-- Begin Data supplied --
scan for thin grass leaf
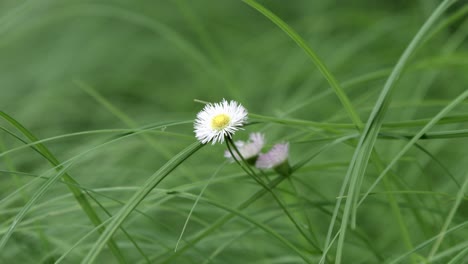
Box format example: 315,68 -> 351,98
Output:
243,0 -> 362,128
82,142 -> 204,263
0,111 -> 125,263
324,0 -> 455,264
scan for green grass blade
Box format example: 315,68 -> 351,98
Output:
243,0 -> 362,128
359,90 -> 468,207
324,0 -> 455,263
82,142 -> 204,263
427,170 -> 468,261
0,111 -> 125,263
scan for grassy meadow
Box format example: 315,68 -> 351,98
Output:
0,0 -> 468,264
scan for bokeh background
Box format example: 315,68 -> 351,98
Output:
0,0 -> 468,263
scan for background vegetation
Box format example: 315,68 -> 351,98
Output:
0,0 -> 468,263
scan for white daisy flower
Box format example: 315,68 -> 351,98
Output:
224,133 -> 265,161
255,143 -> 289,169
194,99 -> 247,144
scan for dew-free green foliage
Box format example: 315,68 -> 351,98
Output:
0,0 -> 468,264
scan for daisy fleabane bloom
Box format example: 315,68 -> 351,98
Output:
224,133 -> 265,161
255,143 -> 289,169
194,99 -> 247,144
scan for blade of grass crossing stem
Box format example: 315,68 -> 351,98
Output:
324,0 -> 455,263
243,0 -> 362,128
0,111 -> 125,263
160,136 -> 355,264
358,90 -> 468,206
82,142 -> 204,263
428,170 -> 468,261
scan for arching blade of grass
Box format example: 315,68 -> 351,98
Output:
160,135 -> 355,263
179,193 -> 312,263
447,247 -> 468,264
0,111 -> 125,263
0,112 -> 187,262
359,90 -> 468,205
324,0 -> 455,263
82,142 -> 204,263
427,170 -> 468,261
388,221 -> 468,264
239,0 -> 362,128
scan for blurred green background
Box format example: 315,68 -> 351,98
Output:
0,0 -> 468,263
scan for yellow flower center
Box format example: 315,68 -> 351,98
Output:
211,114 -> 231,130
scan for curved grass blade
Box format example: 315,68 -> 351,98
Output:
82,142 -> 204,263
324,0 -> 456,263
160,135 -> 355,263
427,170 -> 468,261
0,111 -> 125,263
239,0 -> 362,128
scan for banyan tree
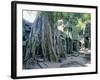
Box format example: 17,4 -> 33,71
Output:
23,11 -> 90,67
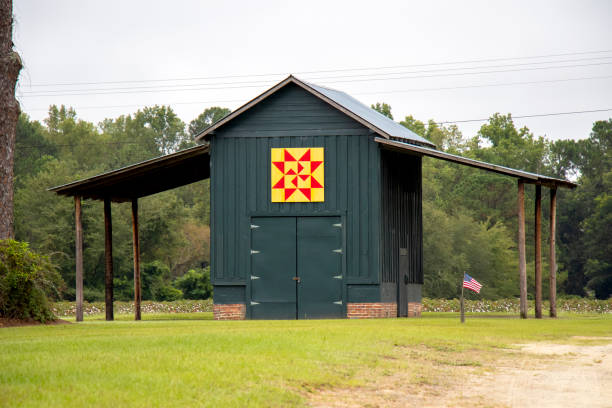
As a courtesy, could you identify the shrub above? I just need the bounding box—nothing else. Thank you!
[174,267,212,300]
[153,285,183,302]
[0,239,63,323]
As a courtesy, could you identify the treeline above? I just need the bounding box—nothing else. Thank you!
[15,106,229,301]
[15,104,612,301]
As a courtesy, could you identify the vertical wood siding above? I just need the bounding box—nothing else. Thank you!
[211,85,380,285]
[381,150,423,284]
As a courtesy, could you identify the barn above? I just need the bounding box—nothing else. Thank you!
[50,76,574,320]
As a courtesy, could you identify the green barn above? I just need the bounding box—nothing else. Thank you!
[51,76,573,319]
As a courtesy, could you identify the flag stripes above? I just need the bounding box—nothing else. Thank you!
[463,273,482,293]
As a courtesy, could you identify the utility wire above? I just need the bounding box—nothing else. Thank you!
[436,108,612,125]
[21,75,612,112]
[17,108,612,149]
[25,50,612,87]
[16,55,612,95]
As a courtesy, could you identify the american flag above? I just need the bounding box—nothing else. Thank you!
-- End Data supplied --
- Exercise description
Retype the lines of the listing exactly, beginning with the line that contains "scan for white daisy flower" and ending after the line that contains "428,170 -> 468,261".

- Result of the task
scan for white daisy flower
Box format example: 315,68 -> 351,98
Output:
224,133 -> 265,161
255,143 -> 289,169
194,99 -> 247,144
scan for dew-free green foliage
Box format example: 315,68 -> 351,98
Output:
0,0 -> 468,264
scan for daisy fleabane bloom
Box format example: 315,68 -> 351,98
Output:
224,133 -> 265,161
255,143 -> 289,169
194,99 -> 247,144
scan for blade of grass crossing stem
Box format example: 315,68 -> 351,98
Output:
324,0 -> 455,263
243,0 -> 362,128
0,111 -> 125,263
160,136 -> 355,264
358,90 -> 468,206
82,142 -> 204,263
428,170 -> 468,261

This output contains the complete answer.